Task goal
Quote exactly the lines from the one with "Look at the photo above. For each instance of the larch" to the end of the data, both included; omit the pictures.
----
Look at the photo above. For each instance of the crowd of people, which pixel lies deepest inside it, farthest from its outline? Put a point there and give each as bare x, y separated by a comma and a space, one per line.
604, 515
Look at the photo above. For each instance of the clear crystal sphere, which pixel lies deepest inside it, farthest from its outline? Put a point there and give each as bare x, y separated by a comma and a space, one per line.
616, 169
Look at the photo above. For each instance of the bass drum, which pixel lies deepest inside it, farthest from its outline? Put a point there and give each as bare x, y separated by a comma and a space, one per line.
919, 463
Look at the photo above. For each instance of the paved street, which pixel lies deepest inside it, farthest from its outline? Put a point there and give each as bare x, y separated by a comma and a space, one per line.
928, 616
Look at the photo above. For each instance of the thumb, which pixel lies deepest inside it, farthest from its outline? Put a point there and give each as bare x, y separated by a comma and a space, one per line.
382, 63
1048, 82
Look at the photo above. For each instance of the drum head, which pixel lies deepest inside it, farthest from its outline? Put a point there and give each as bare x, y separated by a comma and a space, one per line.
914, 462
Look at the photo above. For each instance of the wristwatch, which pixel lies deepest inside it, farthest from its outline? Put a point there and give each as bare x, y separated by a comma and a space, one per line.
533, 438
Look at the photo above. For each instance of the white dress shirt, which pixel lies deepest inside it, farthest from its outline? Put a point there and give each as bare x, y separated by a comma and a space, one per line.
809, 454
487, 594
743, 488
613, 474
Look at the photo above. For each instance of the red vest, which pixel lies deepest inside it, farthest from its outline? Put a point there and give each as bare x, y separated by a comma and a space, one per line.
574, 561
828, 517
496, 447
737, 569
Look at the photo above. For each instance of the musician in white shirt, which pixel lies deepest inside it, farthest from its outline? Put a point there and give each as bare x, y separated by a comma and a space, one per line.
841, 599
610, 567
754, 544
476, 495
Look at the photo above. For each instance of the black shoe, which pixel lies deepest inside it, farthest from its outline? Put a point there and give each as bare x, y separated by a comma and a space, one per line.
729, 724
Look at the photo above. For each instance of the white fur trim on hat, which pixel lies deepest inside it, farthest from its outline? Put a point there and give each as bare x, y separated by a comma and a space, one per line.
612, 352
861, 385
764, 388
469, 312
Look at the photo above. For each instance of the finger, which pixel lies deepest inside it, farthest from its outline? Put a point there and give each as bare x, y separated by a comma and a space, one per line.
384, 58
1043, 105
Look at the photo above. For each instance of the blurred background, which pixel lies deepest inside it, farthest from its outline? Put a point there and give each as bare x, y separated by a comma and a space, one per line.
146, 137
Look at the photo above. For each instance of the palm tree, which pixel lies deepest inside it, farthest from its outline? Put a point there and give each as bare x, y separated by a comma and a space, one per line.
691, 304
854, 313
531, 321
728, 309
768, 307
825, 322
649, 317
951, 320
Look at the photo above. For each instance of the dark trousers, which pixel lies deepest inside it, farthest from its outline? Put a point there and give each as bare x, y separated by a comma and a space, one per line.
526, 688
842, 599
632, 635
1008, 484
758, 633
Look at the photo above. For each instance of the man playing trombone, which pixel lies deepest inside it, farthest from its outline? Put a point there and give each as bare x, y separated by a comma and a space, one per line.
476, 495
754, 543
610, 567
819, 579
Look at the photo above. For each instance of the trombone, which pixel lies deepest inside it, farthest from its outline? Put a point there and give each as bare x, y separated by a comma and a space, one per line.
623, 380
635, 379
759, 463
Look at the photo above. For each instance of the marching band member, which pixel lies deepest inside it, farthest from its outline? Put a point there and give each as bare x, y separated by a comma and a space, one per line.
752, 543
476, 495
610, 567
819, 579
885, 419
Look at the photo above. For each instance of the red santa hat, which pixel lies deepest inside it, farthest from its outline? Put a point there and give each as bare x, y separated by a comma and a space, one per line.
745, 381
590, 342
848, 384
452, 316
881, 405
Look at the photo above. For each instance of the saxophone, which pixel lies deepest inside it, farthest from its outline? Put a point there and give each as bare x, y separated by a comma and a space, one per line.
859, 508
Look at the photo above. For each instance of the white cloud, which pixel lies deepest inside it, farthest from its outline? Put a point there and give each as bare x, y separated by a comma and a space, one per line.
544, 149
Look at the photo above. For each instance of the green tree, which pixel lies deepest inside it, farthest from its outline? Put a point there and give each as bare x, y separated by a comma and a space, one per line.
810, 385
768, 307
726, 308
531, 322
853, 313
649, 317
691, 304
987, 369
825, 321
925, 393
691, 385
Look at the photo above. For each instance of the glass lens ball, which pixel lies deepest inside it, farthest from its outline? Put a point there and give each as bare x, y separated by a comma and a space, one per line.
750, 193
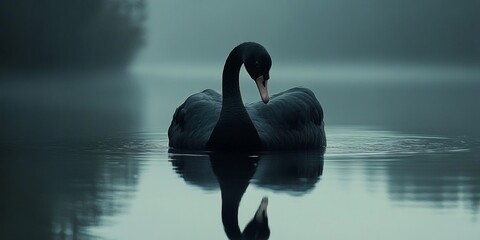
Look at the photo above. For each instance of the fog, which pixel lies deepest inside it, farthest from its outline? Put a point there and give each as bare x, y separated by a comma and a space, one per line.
378, 31
88, 89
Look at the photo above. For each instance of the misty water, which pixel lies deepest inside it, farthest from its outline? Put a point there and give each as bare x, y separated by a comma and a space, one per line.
85, 156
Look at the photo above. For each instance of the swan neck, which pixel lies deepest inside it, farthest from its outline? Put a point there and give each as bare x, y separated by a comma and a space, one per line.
230, 79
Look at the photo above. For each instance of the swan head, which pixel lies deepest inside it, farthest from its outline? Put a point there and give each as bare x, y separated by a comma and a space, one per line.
257, 62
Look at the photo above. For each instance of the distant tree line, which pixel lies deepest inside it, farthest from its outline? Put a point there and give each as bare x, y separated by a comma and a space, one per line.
70, 33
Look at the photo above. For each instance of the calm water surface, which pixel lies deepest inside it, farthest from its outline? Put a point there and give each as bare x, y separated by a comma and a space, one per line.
370, 183
88, 158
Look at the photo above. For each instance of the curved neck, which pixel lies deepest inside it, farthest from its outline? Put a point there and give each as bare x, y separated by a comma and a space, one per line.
230, 78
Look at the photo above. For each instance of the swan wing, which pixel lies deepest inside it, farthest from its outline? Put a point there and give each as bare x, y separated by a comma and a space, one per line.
293, 119
194, 120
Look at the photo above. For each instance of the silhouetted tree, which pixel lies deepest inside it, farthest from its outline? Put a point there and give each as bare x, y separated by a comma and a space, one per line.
69, 33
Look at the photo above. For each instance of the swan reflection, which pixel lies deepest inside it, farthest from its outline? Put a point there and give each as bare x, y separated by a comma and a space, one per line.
295, 173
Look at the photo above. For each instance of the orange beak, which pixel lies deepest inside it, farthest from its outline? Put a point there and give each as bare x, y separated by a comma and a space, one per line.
262, 88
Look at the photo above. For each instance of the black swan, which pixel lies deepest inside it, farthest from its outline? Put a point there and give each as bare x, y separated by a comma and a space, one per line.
292, 119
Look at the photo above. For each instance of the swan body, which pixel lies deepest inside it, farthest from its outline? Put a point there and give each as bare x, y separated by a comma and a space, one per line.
292, 119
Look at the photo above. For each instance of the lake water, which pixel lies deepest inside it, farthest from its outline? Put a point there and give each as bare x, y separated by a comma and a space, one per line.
90, 160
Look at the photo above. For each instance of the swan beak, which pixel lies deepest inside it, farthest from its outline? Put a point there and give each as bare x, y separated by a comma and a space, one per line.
261, 213
262, 88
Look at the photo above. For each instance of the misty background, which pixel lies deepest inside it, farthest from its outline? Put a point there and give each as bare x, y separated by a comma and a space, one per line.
88, 89
84, 68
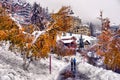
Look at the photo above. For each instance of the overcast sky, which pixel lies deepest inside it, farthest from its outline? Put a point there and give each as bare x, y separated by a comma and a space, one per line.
86, 9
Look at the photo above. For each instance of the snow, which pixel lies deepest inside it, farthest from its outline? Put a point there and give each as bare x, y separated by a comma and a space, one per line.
11, 68
36, 35
77, 36
17, 22
67, 41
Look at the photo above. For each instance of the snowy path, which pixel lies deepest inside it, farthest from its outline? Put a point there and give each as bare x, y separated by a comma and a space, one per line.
86, 71
11, 69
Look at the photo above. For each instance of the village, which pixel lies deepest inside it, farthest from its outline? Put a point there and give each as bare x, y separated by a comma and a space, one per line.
63, 41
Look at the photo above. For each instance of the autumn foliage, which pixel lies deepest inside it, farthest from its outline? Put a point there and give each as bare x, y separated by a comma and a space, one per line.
27, 44
109, 47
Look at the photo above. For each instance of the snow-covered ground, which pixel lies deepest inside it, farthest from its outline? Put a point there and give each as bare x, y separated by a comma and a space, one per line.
11, 68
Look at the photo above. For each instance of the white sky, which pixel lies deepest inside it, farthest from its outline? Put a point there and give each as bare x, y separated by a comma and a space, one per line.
86, 9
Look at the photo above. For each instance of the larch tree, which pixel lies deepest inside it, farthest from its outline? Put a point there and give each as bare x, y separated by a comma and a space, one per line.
22, 39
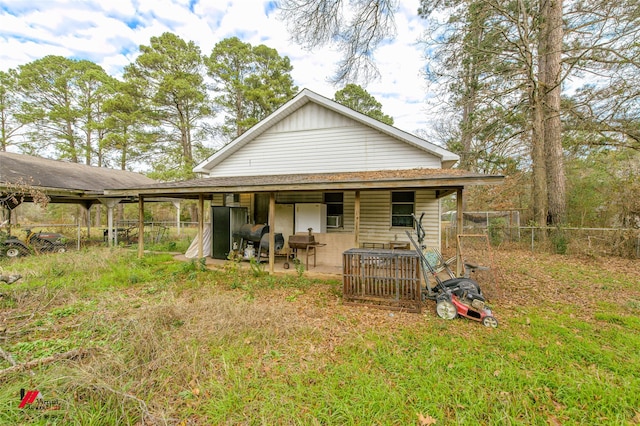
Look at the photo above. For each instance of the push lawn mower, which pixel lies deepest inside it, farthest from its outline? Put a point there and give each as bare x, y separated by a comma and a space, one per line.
454, 296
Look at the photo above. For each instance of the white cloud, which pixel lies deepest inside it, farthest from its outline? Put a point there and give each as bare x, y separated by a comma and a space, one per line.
109, 33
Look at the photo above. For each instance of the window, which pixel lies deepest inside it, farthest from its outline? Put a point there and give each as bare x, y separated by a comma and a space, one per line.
335, 208
402, 207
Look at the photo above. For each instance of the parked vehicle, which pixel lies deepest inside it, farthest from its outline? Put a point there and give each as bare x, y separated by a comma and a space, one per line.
----
Task response
Look at the photo above. For each instance of the larch tree, which pixel lies deepest inside it, farthest from its outline? Put a point there and give each as bare x, y separated by a comma and a space, one per line.
22, 39
Look at the photo above. For each instance of the push lawn mower, which pixel lies deepest inside it, farthest from its outline? Put a point there and give each as bare x, y separated by a comma and a space, one per line.
454, 296
Look at the photo above. For each instance of the white cloud, which pixel lies deepest inside it, farthest from its outline? Put a point there and give each as bare x, y separated by a comma and a space, one per line.
109, 33
Look at the photo above. For each instance of the window, which pixel lies deepest inside it, farthest from its outline? Put a point there and give each as bare x, y separated by a comma and a space, one per line.
335, 208
402, 207
Look at the photo above. For each instance of the parked vehicle, which pixel lies deepest inside it, farthest from its outline? Put a point there and give each as bare x, y separated by a comma and a space, one per line.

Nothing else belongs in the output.